# PROBLEM TO WORK ON
Collect each line in the records below that contains the string "Query", and list those lines in the order they appear.

Location identification items
******************************

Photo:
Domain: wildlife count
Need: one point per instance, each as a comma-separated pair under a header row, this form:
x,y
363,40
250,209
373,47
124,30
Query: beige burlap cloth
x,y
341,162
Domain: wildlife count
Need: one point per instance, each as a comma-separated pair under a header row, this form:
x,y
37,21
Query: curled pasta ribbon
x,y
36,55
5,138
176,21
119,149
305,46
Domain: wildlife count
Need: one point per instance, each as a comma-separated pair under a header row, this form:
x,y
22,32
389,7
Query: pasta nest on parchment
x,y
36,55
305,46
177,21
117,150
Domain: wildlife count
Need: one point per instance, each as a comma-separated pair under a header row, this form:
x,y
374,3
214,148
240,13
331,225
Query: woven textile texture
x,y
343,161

******************************

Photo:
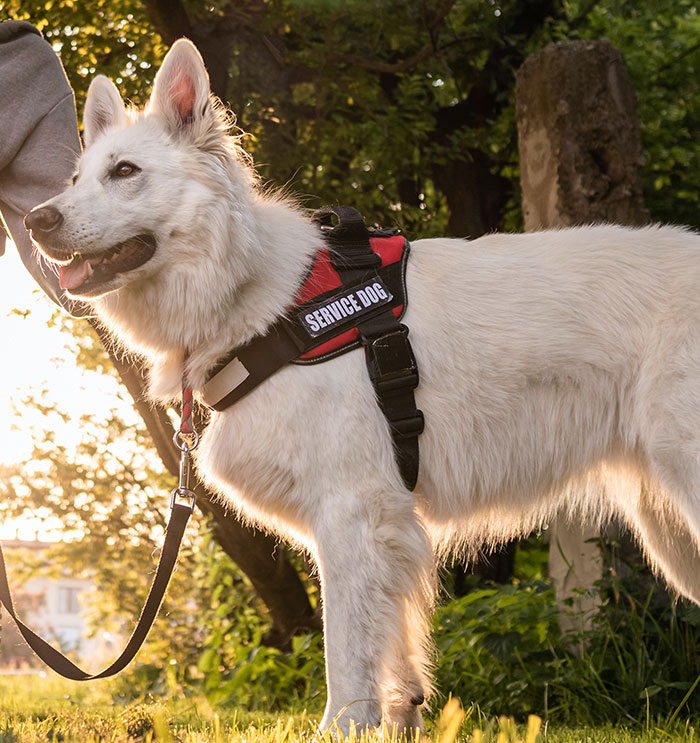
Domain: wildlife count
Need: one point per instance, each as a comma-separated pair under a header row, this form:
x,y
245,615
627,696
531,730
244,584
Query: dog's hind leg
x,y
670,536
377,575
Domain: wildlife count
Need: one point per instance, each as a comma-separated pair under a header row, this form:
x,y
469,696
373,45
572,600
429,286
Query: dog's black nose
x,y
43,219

******************************

# FINISHED ANSWER
Query: beige burlap cloth
Query: curled pasta ribbon
Query: pasta nest on parchment
Query: woven textile texture
Query: dog's hind leg
Query: dog's black nose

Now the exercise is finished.